TEXT SHOWN:
==============================

- Born: Imogen Lee Crowe 2 November 1943 England
- Died: 24 June 2005 (aged 61) England
- Occupations: Actor; dancer; choreographer; dance teacher;
- Notable work: The Lair of the White Worm (1988) The Rocky Horror Picture Show (1975)
- Spouse: John Rothenberg (1992–2004)
- Parents: Kathleen Eden-Green; Antony Lee Crowe;

= Imogen Claire =

British actress, dancer, choreographer (1943–2005)

Imogen Lee Claire (2 November 1943 – 24 June 2005), born Imogen Lee Crowe, was a British dancer, choreographer, actress, and dance teacher.

==Early life==
Born in London in 1943, Claire was the second born daughter of Kathleen Eden-Green and Antony Lee Crowe. She had one older sister and a younger brother and sister. Her parents had married in 1938. Her mother was a schoolmistress, and her father was a graduate student working on a thesis. She was educated at the Royal Ballet School and the London Dance Theatre. In the autumn of 1961, the Dancing Times reported Imogen Crowe as a notable Royal Ballet School leaver who had passed her Advanced Royal Academy of Dance exams with a commendation.

==============================

Extracted data entries:

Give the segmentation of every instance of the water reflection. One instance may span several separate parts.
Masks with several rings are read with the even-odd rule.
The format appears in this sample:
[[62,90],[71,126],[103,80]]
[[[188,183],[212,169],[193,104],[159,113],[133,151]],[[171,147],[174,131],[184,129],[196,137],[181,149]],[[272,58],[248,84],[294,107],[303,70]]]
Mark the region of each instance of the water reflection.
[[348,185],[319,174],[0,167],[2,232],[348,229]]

==============================

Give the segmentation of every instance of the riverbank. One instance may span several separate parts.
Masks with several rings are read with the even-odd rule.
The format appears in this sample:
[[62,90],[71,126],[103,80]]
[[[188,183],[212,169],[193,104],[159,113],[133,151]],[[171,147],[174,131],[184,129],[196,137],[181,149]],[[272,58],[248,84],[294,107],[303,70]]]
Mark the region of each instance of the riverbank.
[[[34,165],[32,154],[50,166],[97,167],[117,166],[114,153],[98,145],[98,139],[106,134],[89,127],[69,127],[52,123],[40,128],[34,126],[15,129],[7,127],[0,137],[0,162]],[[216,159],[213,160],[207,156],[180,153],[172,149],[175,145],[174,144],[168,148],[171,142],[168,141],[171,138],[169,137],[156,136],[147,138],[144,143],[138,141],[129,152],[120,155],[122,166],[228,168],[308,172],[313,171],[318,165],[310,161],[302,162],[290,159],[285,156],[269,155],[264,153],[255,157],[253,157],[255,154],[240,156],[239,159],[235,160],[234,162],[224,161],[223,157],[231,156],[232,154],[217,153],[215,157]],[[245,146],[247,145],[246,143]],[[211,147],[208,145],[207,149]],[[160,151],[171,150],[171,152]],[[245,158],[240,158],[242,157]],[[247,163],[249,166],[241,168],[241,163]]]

==============================

REQUIRED WORK:
[1] In the biography of Imogen Claire, what was her mother's occupation?
[2] Carry the biography of Imogen Claire forward from its last sentence.

ANSWERS IN ORDER:
[1] She was a schoolmistress.

[2]
==Career==
As a dancer, Claire gained leading roles in the 1960s. In 1963, as Imogen Crowe, she appeared as Terpsichore in the first English production of the Stravinsky ballet Apollo, choreographed by Balanchine, opposite Maximo Barra as Apollo. It opened at the Royalty Theatre, Chester, on 9 November and then went on tour.

In 1970, Claire played Lucretia Borgia on stage in The Council of Love, with Warren Mitchell as Satan. Ken Russell then recruited her for minor roles in his films, beginning with three in 1971, The Music Lovers, The Devils, and The Boy Friend. She appeared in other Russell films such well as The Lair of the White Worm (1988).

In the theatre Claire worked several times with Philip Prowse, as an actor, dancer and choreographer. Her final film was Billy Elliot (2000).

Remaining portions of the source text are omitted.